Making films for almost sixty years with his self-founded production company Les Films 13, he has developed deep bonds with some of the most influential names in the business. Archetypical French actors, singers and songwriters have collaborated with him, capturing the essence of Parisian life, the Normandy coast, but also for the deeper truths about human beings. To-do so, he has often focused on dislikable characters, doomed destinies, and the inevitability of repeated history.
Lelouch has always been an adept of chance encounters, lifelong stories and destiny. In fact, the eighty-year-old director completed the third sequel to his touchstone classic and winner of the Palme D’or at Cannes, Un Homme et une Femme (A Man and a Woman, 1966), following the realisation that the main actors Anouk Aimée and Jean-Louis Trintignant, and Lelouch himself were all still alive. To a director who loves stories that follow lifelong timelines, this opportunity was a gift none of them could pass up. The couple meet by chance, and develop into an epitome of French romance, against the backdrop of Francis Lai’s now canonical musical score.

→ INSTRUCTIONS:
(1) According to the passage on the director Lelouch, what is the name of his self-founded production company?
(2) Reproduce the portion of the passage on the director Lelouch that opens with the words containing "Making films for" and closes with "of repeated history.".
(3) Write what follows the final sentence of the passage on the director Lelouch.
The records below have no connection to the passage on the director Lelouch.

→ RAW DATA:
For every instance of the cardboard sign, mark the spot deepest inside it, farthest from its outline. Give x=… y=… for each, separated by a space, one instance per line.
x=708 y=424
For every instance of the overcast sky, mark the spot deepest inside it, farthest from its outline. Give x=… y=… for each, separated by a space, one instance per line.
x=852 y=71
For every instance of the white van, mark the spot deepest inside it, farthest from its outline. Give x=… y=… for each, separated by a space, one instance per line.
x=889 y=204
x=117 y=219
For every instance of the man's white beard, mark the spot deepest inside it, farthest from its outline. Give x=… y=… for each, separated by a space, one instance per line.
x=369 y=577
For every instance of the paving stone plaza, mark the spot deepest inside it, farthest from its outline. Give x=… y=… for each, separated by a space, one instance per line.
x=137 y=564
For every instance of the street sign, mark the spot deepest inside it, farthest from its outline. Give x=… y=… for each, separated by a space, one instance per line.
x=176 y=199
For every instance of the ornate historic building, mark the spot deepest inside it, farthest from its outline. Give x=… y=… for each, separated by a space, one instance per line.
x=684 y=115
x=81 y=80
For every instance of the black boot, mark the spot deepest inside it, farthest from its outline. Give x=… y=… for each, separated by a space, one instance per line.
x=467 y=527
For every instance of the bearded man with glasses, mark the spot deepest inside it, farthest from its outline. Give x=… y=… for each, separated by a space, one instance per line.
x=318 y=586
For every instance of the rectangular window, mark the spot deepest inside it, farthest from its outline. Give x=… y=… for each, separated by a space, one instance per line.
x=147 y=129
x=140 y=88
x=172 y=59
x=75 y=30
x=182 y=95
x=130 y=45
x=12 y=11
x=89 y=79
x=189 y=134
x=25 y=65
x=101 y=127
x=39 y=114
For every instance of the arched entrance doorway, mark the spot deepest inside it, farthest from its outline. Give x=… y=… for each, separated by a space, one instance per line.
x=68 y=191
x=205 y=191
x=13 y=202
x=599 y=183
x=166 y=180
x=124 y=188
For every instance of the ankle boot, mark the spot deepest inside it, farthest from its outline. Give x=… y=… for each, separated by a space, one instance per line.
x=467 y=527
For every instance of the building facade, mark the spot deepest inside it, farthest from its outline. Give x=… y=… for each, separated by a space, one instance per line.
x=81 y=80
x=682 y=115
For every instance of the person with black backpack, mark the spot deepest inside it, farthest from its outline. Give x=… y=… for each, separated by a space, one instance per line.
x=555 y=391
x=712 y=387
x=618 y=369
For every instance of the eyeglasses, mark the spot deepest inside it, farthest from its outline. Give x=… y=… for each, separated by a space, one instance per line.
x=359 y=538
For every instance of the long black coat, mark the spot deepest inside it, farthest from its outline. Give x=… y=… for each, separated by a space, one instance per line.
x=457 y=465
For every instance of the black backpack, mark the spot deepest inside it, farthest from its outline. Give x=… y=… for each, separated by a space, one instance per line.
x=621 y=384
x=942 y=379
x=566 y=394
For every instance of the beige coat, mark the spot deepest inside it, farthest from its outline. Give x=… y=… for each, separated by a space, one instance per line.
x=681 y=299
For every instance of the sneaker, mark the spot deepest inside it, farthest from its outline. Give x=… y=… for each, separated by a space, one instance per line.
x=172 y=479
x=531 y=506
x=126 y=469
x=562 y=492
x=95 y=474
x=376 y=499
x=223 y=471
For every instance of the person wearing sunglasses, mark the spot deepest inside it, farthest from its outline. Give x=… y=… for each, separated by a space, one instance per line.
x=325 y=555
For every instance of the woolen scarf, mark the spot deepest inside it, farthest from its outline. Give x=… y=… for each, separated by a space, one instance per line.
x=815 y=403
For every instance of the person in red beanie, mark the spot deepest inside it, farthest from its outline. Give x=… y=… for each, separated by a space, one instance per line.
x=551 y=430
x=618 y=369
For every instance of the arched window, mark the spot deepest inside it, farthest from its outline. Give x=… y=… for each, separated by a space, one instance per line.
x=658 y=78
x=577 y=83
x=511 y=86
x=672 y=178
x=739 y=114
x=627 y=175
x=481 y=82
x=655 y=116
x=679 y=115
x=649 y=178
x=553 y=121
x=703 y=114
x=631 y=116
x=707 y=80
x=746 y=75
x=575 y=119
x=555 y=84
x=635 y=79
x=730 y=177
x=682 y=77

→ OUTPUTS BY TASK:
(1) Les Films 13.

(2)
Making films for almost sixty years with his self-founded production company Les Films 13, he has developed deep bonds with some of the most influential names in the business. Archetypical French actors, singers and songwriters have collaborated with him, capturing the essence of Parisian life, the Normandy coast, but also for the deeper truths about human beings. To-do so, he has often focused on dislikable characters, doomed destinies, and the inevitability of repeated history.

(3)
View the trailer for Un Homme et une Femme here:
Recently, as “invité d’honneur” at the Lyon Festival of Lights, Lelouch ran into his old friend and colleague Jean-Paul Belmondo, who had starred in his film Itinéraire d’un enfant gâté (Itinerary of a Spoiled Child, 1988), about a foundling raised in the circus who becomes a businessman after a trapeze incident. Upon this chance meeting, the director’s insatiable interest for such random coincidences of human life led to his idea to ask Belmondo to come out of retirement for one last appearance, for a follow up to this classic French film. Like many of his films, Itinerary of a Spoiled Child explores themes of lost purpose in life, how we deal with those feelings, and how chance encounters can truly change the outcome of one’s trajectory, even after the age of fifty in this case.
Throughout his career, Lelouch has brought his passion for real people with realistic problems related to family, money, loss, and love. In a recent interview, he said he considers himself “a reporter,” as he observes all around him “like a true concierge,” putting “real life onto film.”
His films are in tune with his independent filmmaking origins, and are certainly not about financial gain or even about reaching a large audience, but about coming full circle. Lelouch’s love-affair with timelines, genuine performances and the Parisian landscape have never been uprooted, and at the Paris Lift-Off Film Festival we are excited see what the next generation of independent filmmakers have to offer.